**SOURCE EXTRACT**
=-=-=

Dáil debates

Wednesday, 13 November 2013

Topical Issue Debate

Social Welfare Benefits Eligibility

1:30 pm

Photo of Ray ButlerRay Butler (Meath West, Fine Gael) | Oireachtas source

I thank the Minister for Social Protection and her Department for the work undertaken so far towards securing social welfare provision for the self-employed, and I wholeheartedly welcome the report of the advisory group on tax and social welfare commissioned by the Minister.

During the general election campaign in 2011, I met many business people throughout my constituency who raised serious concerns about the complete lack of social welfare support for the self-employed. These were people who provided employment, paid PRSI, income tax and VAT, but whose businesses had collapsed following the economic downturn. I remember calling to one house in particular while canvassing and meeting a man who operated his business from the side of his house. He showed me details of numerous neatly-filled files of VAT, PRSI and income tax, which he had paid into the system correctly and on time. He explained to me that now that his business was no more, he was left to fend for himself, to pay his mortgage and feed his children with little or no support from the system he had paid into for so many years.

Therefore, it is heartening to see that in less than three years, since the Government came into power, the Minister has addressed this need by lowering the thresholds for the self-employed, and allowing them to be assessed for social welfare straight away on receipt of a letter from their accountant stating that the business has ceased trading. I also note that statistically, approximately 80% of self-employed people who have applied for social protection did qualify for a payment, which is proof of the Government's commitment to supporting our business community through good and through bad. However, we must now reinforce this provision by establishing proper system supports for the self-employed while our country comes out of the dark days of recession, as we are the only industrialised nation in the EU that has not got these features in place.

The first step is to implement the report I mentioned earlier and in doing so, introduce a new class stamp of 5.5% for the self-employed, which would automatically entitle them to sick pay and disability cover. The question is whether we make this a voluntary or mandatory system. As a previously self-employed person, I believe a mandatory system is the only way forward in order to be fair to all.

While it is encouraging that approximately 80% of self-employed applicants qualified for some form of social welfare support, it is in fact the PAYE worker who is footing this bill. Therefore, I would argue that it makes more sense to have the self-employed contribute the extra 1.5% themselves towards their own possible future social welfare needs. Revenue acquires income tax from the self-employed through their profits, or if the business is non-profit-making, it secures tax through their drawings. It therefore appears that paying a little extra on a stamp benefits the self-employed more and covers any eventual sickness or disability.

=-=-=

**ENTRIES PROVIDED**
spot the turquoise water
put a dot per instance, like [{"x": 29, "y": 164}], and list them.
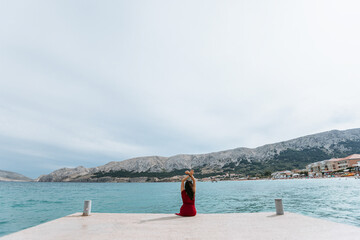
[{"x": 23, "y": 205}]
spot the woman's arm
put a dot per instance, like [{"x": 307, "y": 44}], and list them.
[{"x": 183, "y": 181}]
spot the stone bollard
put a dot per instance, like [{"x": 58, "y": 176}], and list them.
[
  {"x": 279, "y": 207},
  {"x": 87, "y": 208}
]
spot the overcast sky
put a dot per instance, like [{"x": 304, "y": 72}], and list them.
[{"x": 88, "y": 82}]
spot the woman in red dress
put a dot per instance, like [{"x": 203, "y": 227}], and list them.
[{"x": 188, "y": 196}]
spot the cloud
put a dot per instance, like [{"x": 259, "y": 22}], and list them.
[{"x": 83, "y": 83}]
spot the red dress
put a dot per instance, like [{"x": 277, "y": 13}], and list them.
[{"x": 188, "y": 207}]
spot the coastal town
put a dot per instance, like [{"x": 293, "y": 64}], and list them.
[{"x": 336, "y": 167}]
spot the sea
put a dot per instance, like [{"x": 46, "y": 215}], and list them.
[{"x": 27, "y": 204}]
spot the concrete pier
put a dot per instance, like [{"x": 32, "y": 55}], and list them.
[{"x": 259, "y": 226}]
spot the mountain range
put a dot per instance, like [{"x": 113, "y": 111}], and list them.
[
  {"x": 6, "y": 176},
  {"x": 260, "y": 161}
]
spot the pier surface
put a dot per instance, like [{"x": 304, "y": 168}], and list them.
[{"x": 104, "y": 226}]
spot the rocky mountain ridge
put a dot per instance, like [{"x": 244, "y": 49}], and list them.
[
  {"x": 322, "y": 145},
  {"x": 6, "y": 176}
]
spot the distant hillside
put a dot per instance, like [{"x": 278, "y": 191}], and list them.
[
  {"x": 6, "y": 176},
  {"x": 295, "y": 153}
]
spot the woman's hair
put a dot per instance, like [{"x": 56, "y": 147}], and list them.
[{"x": 189, "y": 190}]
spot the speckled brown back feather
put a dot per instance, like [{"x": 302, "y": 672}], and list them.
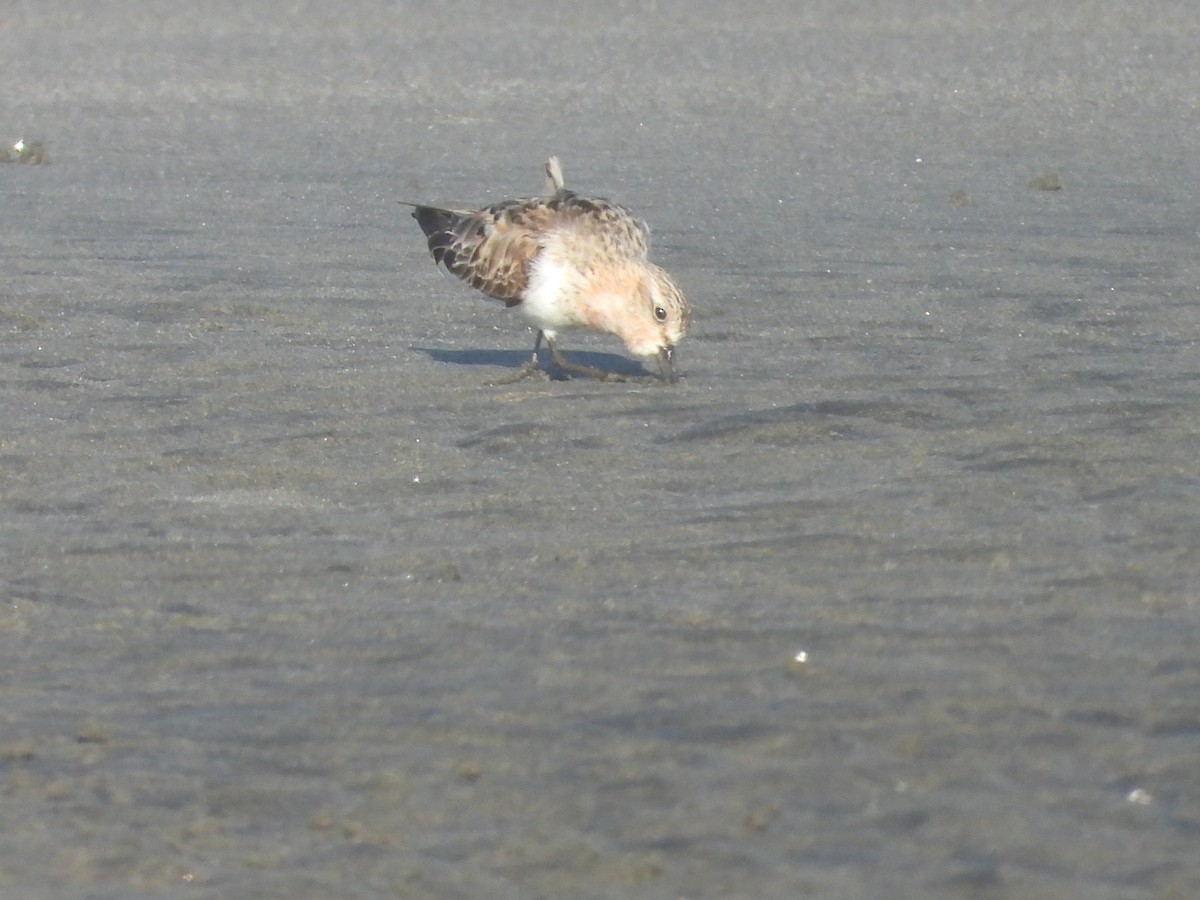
[{"x": 493, "y": 249}]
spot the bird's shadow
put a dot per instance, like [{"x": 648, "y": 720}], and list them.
[{"x": 515, "y": 359}]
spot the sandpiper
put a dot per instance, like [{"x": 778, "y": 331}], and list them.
[{"x": 564, "y": 261}]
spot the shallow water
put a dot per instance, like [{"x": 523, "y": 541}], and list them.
[{"x": 297, "y": 606}]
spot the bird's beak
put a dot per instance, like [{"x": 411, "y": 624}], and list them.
[{"x": 666, "y": 365}]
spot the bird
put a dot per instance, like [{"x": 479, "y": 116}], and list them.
[{"x": 564, "y": 261}]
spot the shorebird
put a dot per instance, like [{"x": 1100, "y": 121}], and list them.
[{"x": 564, "y": 261}]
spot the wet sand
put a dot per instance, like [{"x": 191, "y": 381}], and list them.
[{"x": 297, "y": 606}]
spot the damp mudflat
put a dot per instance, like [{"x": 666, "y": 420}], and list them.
[{"x": 898, "y": 594}]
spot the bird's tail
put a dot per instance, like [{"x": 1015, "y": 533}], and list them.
[{"x": 441, "y": 228}]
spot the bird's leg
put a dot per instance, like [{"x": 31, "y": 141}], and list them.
[
  {"x": 559, "y": 360},
  {"x": 529, "y": 369}
]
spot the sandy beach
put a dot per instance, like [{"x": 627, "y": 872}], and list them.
[{"x": 895, "y": 595}]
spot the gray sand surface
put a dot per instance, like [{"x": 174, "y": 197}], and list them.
[{"x": 297, "y": 606}]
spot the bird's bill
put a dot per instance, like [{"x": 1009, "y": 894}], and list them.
[{"x": 666, "y": 365}]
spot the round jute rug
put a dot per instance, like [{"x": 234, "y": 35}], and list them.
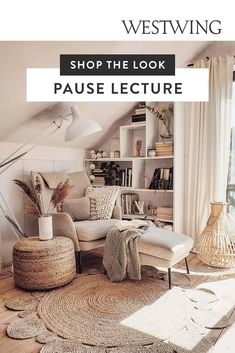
[{"x": 92, "y": 309}]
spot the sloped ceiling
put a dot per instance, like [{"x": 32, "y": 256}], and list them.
[{"x": 20, "y": 120}]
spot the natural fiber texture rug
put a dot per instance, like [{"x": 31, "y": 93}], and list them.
[{"x": 92, "y": 315}]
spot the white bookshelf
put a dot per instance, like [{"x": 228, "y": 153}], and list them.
[{"x": 144, "y": 165}]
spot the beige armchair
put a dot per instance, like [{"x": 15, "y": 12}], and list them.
[{"x": 86, "y": 235}]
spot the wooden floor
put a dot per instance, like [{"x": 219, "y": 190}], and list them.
[{"x": 91, "y": 260}]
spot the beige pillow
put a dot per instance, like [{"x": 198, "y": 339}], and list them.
[
  {"x": 102, "y": 201},
  {"x": 78, "y": 209}
]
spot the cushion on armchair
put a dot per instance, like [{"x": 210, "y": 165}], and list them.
[
  {"x": 78, "y": 209},
  {"x": 102, "y": 201},
  {"x": 89, "y": 231}
]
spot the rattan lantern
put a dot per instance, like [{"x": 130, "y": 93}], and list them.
[{"x": 216, "y": 244}]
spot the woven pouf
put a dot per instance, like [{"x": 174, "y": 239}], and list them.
[{"x": 42, "y": 264}]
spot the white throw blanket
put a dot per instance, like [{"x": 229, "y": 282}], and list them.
[{"x": 121, "y": 256}]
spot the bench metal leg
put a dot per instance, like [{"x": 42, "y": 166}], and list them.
[
  {"x": 169, "y": 277},
  {"x": 78, "y": 261},
  {"x": 186, "y": 264}
]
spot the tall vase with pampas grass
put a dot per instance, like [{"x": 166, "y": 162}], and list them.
[{"x": 37, "y": 206}]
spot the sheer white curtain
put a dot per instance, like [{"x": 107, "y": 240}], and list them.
[{"x": 207, "y": 135}]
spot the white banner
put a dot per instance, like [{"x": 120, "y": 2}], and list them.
[
  {"x": 103, "y": 20},
  {"x": 46, "y": 85}
]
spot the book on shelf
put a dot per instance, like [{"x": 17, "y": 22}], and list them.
[
  {"x": 140, "y": 111},
  {"x": 165, "y": 213},
  {"x": 164, "y": 149},
  {"x": 162, "y": 179},
  {"x": 138, "y": 118},
  {"x": 128, "y": 202},
  {"x": 125, "y": 177}
]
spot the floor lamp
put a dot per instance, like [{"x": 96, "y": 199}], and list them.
[{"x": 79, "y": 127}]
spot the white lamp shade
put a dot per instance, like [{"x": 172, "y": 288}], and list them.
[{"x": 80, "y": 127}]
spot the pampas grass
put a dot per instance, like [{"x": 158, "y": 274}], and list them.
[
  {"x": 35, "y": 196},
  {"x": 59, "y": 194},
  {"x": 30, "y": 194}
]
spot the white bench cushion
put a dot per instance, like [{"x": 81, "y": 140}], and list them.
[{"x": 164, "y": 244}]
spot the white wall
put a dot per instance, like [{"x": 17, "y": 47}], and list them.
[{"x": 42, "y": 158}]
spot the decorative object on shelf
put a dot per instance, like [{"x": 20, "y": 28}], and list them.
[
  {"x": 164, "y": 213},
  {"x": 139, "y": 207},
  {"x": 164, "y": 149},
  {"x": 146, "y": 182},
  {"x": 165, "y": 114},
  {"x": 151, "y": 152},
  {"x": 115, "y": 148},
  {"x": 97, "y": 154},
  {"x": 78, "y": 127},
  {"x": 148, "y": 208},
  {"x": 111, "y": 173},
  {"x": 92, "y": 166},
  {"x": 43, "y": 265},
  {"x": 140, "y": 114},
  {"x": 125, "y": 176},
  {"x": 128, "y": 203},
  {"x": 37, "y": 204},
  {"x": 162, "y": 179},
  {"x": 92, "y": 178},
  {"x": 216, "y": 244},
  {"x": 138, "y": 146},
  {"x": 116, "y": 154}
]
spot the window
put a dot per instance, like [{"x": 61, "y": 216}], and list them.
[{"x": 231, "y": 171}]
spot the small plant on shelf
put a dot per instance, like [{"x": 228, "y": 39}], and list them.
[
  {"x": 165, "y": 114},
  {"x": 111, "y": 170}
]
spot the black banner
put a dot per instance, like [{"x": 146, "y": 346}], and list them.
[{"x": 117, "y": 65}]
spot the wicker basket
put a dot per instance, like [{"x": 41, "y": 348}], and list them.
[
  {"x": 216, "y": 244},
  {"x": 43, "y": 264}
]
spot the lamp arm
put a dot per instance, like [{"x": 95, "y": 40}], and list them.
[
  {"x": 12, "y": 159},
  {"x": 26, "y": 143},
  {"x": 9, "y": 163}
]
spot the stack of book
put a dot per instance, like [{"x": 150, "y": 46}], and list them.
[
  {"x": 99, "y": 177},
  {"x": 140, "y": 114},
  {"x": 165, "y": 213},
  {"x": 125, "y": 177},
  {"x": 162, "y": 179},
  {"x": 164, "y": 149},
  {"x": 128, "y": 203}
]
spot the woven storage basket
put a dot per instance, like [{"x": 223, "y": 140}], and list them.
[
  {"x": 43, "y": 264},
  {"x": 216, "y": 244}
]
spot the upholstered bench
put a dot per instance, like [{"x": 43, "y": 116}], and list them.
[{"x": 164, "y": 248}]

=-=-=

**TASKS**
a. In the Dáil debate extract, what rate is proposed for the new class stamp for the self-employed?
b. Retype the stretch of the Dáil debate extract from "I thank the" through "by the Minister.".
The records have no connection to the Dáil debate extract.

**TASK RESPONSES**
a. 5.5%

b.
I thank the Minister for Social Protection and her Department for the work undertaken so far towards securing social welfare provision for the self-employed, and I wholeheartedly welcome the report of the advisory group on tax and social welfare commissioned by the Minister.